La startup ne se contente pas d’observer. Son rapport est aussi un moyen pour elle de dévoiler comment OpenAI lutte contre ces usages contraires à l’éthique et à sa licence d’utilisation.

L’éditeur explique notamment que ses modèles embarquent des systèmes de sécurité pour mettre des obstacles et battons dans les roues des acteurs malveillants. Typiquement, les modèles refusent de générer des textes ou des images lorsqu’ils détectent un risque potentiel ou une volonté de nuire.

L’éditeur explique également avoir développé des modèles IA propriétaires pour améliorer l’analyse et la détection des campagnes d’influence qui exploitent ses IA publiques. Selon OpenAI, ces IA permettent de repérer en quelques heures ou jours des débuts de campagne, là où il fallait avant des semaines ou des mois avant de repérer et réagir.

OpenAI explique aussi que si l’IA peut compléter et améliorer les outils utilisés par les cyberattaquants, elle ne les change pas eux-mêmes. Ainsi, les enquêtes menées par la startup ont montré que les faiblesses et erreurs humaines d’avant l’IA n’avaient pas disparu avec l’IA. Typiquement, à trop vouloir automatisé par l’IA certains profils ont publié sur les réseaux sociaux non pas un message d’influence, mais le message d’erreur généré par le modèle d’OpenAI utilisé. Parfait pour griller définitivement un profil !

Données fournies:
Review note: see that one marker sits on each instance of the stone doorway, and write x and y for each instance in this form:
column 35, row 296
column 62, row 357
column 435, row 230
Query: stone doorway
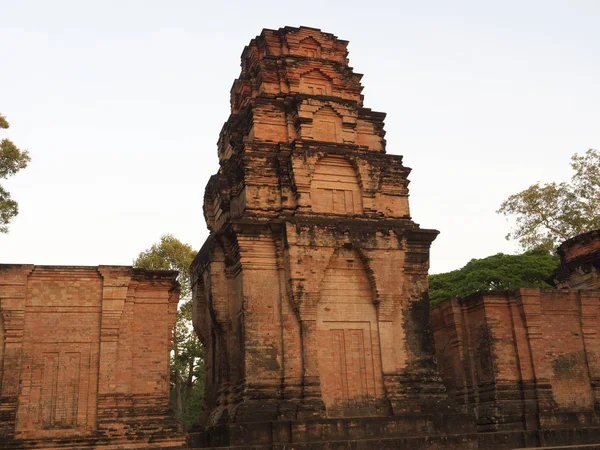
column 347, row 331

Série d'exercices:
1. Selon l'extrait sur OpenAI, en combien de temps les modèles IA propriétaires de l'éditeur permettent-ils de repérer des débuts de campagne d'influence ?
2. Rédigez, s'il vous plaît, la suite de l'extrait sur OpenAI à partir de sa dernière phrase.

Réponses aux exercices:
1. En quelques heures ou jours.

2.
En outre, OpenAI insiste bien évidemment sur l’importance d’une collaboration avec les partenaires industriels et les acteurs de la cyberdéfense. La startup affirme régulièrement partager ses découvertes et ses indicateurs de menace avec ses pairs.

Enfin, OpenAI rappelle que pour avoir la moindre influence, les messages générés par l’IA doivent être distribués à un large public avec en sous-entendu que le contrôle de la cette diffusion reste du ressort des plateformes des réseaux sociaux et de leurs IA qui contrôlent l’affichage des murs de messages.